▶ _DATA SUPPLIED_
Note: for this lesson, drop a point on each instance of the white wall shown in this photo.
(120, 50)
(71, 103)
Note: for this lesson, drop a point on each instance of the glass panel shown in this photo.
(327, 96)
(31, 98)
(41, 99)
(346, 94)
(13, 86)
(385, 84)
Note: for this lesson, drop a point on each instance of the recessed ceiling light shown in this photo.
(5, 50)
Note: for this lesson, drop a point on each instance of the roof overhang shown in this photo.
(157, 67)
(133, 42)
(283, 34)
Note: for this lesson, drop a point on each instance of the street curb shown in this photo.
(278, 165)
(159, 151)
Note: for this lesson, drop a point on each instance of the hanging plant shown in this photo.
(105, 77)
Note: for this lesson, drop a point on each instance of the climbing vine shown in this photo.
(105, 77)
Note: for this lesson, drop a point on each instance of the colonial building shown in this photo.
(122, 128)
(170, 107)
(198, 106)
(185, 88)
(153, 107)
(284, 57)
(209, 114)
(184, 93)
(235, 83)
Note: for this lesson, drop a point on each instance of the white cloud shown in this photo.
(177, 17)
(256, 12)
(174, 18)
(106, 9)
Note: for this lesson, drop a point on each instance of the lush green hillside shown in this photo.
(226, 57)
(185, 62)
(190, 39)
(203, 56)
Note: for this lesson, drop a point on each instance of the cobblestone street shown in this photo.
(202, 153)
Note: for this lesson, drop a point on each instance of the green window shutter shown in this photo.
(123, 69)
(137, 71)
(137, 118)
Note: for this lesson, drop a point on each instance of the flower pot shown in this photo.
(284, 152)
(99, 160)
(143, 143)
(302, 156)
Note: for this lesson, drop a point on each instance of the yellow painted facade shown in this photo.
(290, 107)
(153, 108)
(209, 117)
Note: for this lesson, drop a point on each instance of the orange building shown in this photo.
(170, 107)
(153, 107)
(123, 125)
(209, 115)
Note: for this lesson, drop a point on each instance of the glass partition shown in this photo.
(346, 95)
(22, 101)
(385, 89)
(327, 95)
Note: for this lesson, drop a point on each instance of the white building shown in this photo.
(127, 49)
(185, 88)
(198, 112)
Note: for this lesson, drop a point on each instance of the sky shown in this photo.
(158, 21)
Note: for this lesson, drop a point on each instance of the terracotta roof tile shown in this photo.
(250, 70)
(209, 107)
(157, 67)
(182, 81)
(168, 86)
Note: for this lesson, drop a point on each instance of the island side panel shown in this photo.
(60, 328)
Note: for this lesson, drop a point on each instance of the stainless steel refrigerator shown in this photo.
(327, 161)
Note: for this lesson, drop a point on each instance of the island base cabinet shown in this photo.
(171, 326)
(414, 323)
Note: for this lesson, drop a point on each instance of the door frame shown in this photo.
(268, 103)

▶ _WORK TO COMPLETE_
The whole listing above, restated word for word, is the required answer.

▶ _PROBLEM SOLUTION_
Note: for this lesson, drop a point on each instance of the white wall shown in this photo.
(120, 50)
(71, 103)
Note: for this lesson, drop a point on each instance of the glass panel shown in this photo.
(327, 96)
(31, 98)
(41, 99)
(346, 94)
(13, 86)
(385, 84)
Note: for this lesson, drop a point on each instance of the recessed ceiling light shown in this photo.
(5, 50)
Note: for this lesson, drop a point on each instance of the roof overhang shown in this photo.
(157, 67)
(133, 42)
(283, 34)
Note: for this lesson, drop a point on each instance of the street curb shown in this photo.
(278, 165)
(159, 151)
Note: for this lesson, drop a point on each instance of the hanging plant shown in this photo.
(105, 77)
Note: for this lesson, drop a point on each instance of the climbing vine shown in this photo.
(105, 77)
Note: for this lesson, drop a point on each instance of the colonial building shown in this photo.
(122, 128)
(170, 107)
(198, 106)
(185, 88)
(153, 107)
(284, 57)
(209, 114)
(184, 93)
(235, 83)
Note: for this lesson, drop a point on each instance of the white cloud shown in this photo.
(177, 17)
(256, 12)
(174, 18)
(106, 9)
Note: for this lesson, drop a point on each instance of the lush green hillside shown in this photo.
(226, 57)
(185, 62)
(190, 39)
(203, 56)
Note: for this lesson, drop a point on each instance of the cobblestone street shown in this photo.
(202, 153)
Note: for this lesson, drop a point on each instance of the green window shutter shown in this photo.
(123, 69)
(137, 71)
(137, 118)
Note: for this lesson, drop a point on each instance of the flower pot shown in this photo.
(284, 152)
(99, 160)
(143, 143)
(302, 156)
Note: for this lesson, drop a point on each instance of the yellow painted facade shown in this photo.
(290, 107)
(153, 108)
(209, 117)
Note: for this lesson, drop a point on each instance of the orange building shown in this photo.
(170, 107)
(153, 107)
(123, 125)
(209, 115)
Note: for this lesson, drop a point on each instance of the glass partition shown in this photo.
(346, 95)
(22, 101)
(385, 89)
(327, 95)
Note: for this lesson, drop a point on each instance of the white building shown in this photo.
(127, 49)
(185, 88)
(198, 112)
Note: for this lesson, drop a point on each instance of the sky shown in this photo.
(158, 21)
Note: for this lesson, drop a point on each instance of the terracotta roof tile shown in this photo.
(250, 70)
(209, 107)
(157, 67)
(182, 81)
(168, 86)
Note: for this lesson, drop a point on each instance of the island side panel shown in this photo.
(60, 328)
Note: for this lesson, drop a point on each instance of the stainless steel refrigerator shown in this photo.
(327, 161)
Note: for this lesson, drop a point on each instance of the island base cabinet shown in this photo.
(171, 326)
(414, 323)
Note: for this lesson, drop a point on each instance of the door frame shown in this photo.
(268, 103)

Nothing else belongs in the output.